__EXTRACT__
To get to that point, she had performed the experiment first with a whole but mangled embryo that we had set aside for such trials, and then with dissected limb buds. In the latter case, the same transcription factor appears to target other bits of DNA, which fit well with her hypothesis. So far so good.
After the meeting, I brought my Danish colleague up to meet my lab. I moderated a discussion between my student and this colleague, about how and what to send her for sequencing. Then, when said colleague had left, my student said, “Oh, by the way…”.
She asked me how much it would cost to purchase the kits for our colleague and work with her. Then she mentioned in an artificially off-hand manner that she had already contacted Fasteris , a company apparently recommended by Illumina, for subcontracting the sequencing. As of September 5th, although I was last in lab in Paris from September 11th to 13th, and she never mentioned it. That she had already sent them the whole-embryo DNA bits, that she had paid for it from our common pool of funding for the research team, and that they had sent back some initial validation that she had indeed provided them with human DNA before going ahead with the full quote.
So, I managed to catch the ball on the rebound, and we will send the limb bud DNA to our Danish colleagues for future exploitation, and probably still go ahead and send the precious heart material to Switzerland. However, I would have liked to have the choice as to which strategic sample to send to the company, or how to spend money that I have helped bring in to the lab funding pool. I would have liked the whole research group to discuss this initiative and to be aware of it, before she launched her boat. Most of all, I resent the underhandedness of trying to force me to accept a fait accompli, and I wish I could understand the reasons behind it.

Items stored from a collection
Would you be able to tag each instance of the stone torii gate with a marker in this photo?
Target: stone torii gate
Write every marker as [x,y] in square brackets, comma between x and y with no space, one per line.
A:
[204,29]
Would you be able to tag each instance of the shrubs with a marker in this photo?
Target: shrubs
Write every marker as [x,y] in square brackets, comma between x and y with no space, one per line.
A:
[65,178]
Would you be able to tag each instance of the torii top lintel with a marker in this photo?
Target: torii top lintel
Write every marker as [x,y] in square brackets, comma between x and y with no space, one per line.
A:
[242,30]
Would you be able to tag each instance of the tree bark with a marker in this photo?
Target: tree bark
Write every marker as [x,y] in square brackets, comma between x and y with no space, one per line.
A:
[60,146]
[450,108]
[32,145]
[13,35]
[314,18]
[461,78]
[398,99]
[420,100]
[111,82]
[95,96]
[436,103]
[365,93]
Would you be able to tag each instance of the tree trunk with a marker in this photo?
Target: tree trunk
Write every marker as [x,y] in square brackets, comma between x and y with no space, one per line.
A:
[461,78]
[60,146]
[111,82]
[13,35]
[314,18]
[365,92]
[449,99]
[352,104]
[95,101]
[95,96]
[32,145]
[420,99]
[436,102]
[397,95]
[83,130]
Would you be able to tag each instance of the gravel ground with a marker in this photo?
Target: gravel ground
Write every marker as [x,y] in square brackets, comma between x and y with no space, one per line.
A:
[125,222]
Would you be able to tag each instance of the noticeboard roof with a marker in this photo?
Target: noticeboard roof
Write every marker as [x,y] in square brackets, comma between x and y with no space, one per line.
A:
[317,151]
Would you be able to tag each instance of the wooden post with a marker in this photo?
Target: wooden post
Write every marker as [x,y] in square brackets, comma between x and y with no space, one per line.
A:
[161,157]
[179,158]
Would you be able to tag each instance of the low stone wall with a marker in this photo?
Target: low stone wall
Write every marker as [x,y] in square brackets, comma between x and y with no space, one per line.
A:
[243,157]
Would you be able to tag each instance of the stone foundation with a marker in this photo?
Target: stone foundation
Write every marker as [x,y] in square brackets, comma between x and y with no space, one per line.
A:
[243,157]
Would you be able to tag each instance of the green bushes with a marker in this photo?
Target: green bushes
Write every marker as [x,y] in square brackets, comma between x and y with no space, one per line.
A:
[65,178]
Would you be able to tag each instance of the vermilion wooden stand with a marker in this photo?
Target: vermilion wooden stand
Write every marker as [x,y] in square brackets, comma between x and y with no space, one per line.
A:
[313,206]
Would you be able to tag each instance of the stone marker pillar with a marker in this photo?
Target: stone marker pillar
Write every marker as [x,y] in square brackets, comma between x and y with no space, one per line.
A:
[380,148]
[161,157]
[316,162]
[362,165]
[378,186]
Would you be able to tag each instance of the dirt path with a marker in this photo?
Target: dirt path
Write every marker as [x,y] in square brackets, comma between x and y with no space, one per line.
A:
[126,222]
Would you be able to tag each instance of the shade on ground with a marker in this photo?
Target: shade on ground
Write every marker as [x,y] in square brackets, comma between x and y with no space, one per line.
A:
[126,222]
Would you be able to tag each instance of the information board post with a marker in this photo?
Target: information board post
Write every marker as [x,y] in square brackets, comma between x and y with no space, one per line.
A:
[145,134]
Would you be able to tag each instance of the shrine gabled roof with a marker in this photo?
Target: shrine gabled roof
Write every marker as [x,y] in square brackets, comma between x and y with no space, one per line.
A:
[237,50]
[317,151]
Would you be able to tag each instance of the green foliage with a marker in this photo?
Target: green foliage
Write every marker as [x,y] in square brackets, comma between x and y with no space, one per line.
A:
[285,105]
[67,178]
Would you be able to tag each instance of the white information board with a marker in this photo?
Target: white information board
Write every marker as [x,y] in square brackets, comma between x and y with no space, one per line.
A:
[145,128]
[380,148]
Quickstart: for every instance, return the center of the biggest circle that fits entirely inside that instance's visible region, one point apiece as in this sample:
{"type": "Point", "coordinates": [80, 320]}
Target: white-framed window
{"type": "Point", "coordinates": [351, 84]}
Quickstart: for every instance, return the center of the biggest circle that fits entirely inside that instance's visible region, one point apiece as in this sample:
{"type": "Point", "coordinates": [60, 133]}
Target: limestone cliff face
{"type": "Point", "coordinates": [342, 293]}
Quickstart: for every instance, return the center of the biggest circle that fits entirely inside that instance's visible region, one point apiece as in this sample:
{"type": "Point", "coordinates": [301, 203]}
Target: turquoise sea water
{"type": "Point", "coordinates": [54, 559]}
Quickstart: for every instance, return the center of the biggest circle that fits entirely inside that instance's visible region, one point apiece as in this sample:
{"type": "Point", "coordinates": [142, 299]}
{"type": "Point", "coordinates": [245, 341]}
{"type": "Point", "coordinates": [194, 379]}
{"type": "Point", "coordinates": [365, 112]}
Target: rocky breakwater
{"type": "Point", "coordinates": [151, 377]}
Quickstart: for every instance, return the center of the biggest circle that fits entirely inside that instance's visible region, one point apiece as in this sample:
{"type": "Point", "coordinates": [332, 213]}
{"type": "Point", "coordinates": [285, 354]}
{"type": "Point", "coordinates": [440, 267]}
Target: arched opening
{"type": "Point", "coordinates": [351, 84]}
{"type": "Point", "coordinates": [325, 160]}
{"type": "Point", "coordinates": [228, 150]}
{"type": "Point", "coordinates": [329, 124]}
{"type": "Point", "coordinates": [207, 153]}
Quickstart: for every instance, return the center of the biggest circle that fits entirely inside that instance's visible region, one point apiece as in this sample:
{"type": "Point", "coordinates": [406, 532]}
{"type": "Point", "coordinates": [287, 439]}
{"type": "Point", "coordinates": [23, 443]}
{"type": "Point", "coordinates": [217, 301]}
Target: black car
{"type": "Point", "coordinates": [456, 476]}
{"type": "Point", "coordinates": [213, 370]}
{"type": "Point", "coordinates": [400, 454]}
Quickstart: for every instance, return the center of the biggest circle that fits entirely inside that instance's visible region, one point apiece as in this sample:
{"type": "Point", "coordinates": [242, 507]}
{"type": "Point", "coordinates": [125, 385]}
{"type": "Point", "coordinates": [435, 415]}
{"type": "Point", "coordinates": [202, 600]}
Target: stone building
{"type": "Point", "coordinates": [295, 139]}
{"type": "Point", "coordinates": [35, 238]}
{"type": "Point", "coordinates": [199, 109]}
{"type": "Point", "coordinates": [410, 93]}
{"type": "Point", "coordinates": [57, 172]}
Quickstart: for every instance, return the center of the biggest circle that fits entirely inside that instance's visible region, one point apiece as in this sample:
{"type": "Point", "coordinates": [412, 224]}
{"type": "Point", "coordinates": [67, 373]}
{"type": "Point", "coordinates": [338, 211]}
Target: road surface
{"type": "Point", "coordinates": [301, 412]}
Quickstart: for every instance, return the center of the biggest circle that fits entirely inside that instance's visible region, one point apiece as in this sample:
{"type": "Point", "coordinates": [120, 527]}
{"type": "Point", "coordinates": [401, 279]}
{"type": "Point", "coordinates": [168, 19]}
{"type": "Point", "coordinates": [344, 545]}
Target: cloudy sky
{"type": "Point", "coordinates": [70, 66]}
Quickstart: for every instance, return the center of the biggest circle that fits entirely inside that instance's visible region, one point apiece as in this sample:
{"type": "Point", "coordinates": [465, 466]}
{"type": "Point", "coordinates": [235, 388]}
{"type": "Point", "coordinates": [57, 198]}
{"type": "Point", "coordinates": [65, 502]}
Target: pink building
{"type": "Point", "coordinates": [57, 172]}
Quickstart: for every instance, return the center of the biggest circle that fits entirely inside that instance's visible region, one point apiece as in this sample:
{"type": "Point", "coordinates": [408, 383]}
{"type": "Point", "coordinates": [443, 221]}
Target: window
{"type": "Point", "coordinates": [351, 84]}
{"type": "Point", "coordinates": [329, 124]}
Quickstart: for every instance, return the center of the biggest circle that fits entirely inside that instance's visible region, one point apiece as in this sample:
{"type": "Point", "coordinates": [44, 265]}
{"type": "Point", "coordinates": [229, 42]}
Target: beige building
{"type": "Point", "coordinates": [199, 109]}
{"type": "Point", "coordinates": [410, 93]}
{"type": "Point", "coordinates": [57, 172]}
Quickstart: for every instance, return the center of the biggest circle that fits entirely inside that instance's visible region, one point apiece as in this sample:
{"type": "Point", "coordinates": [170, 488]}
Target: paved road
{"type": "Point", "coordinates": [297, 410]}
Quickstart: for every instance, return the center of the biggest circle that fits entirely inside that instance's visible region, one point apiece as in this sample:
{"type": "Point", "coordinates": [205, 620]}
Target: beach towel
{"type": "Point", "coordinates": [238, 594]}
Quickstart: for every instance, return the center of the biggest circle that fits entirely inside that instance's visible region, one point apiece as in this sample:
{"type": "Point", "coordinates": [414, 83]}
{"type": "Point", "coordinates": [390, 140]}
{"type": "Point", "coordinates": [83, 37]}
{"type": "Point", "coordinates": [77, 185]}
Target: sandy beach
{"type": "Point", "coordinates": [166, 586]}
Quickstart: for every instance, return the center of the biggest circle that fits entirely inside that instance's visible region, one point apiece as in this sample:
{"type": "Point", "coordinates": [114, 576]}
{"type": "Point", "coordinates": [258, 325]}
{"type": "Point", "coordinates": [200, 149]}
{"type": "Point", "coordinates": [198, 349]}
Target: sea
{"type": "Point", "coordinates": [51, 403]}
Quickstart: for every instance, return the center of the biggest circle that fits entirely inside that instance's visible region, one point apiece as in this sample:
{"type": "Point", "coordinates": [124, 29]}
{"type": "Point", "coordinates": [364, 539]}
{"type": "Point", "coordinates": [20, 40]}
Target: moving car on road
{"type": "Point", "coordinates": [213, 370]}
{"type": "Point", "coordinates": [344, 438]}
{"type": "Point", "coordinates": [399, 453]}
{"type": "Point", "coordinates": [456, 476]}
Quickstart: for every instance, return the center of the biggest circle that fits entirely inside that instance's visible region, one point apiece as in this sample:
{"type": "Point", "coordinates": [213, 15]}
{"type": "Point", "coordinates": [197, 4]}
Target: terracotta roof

__WORK ITEM A__
Could you echo, word for word, the stretch of the sequencing account from "She asked me" through "the full quote."?
__WORK ITEM B__
Answer these about the sequencing account:
(i) Which company did the student contact to subcontract the sequencing?
(ii) Where will the limb bud DNA be sent?
(iii) Which material will probably still go to Switzerland?
__WORK ITEM C__
Can you pick up the sequencing account after its last sentence and carry it on?

__EXPECTED OUTPUT A__
She asked me how much it would cost to purchase the kits for our colleague and work with her. Then she mentioned in an artificially off-hand manner that she had already contacted Fasteris , a company apparently recommended by Illumina, for subcontracting the sequencing. As of September 5th, although I was last in lab in Paris from September 11th to 13th, and she never mentioned it. That she had already sent them the whole-embryo DNA bits, that she had paid for it from our common pool of funding for the research team, and that they had sent back some initial validation that she had indeed provided them with human DNA before going ahead with the full quote.

__EXPECTED OUTPUT B__
(i) Fasteris
(ii) To the Danish colleagues
(iii) The precious heart material

__EXPECTED OUTPUT C__
The senior member of my group who went ahead and signed the purchase order did not seem particularly sympathetic and pooh-poohed my expressed irritation Friday evening. Is this a power struggle of some sort? I wrote the company today and asked to be put in cc: on any further correspondence. Need earnestness always cede to cynicism?
Ahh, science, that great social enterprise (at least in theory). All that time and effort involved in setting up inter-centre collaboration – and communication breaks down at the local level. I don’t think it’s uncommon. I’ve considered blogging myself along these lines (in fact, I’d already titled the piece: The Asymmetry of an Ethos), but I don’t think I’ll go there. The problem is, it makes us distrustful, even paranoid… and is often the example set by senior scientists. Preserve your own conscience; one can have little influence on anybody else’s.
Thanks, Lee! That was exactly my point; here I had been putting months of effort into this collaboration, and I hadn’t been present enough for my student for her to feel it was necessary to mention something that I would have considered important.
I think what usually gets my goat are indeed questions of trust. Go ahead and blog about it; I’m always interested to see how others deal with similar situations.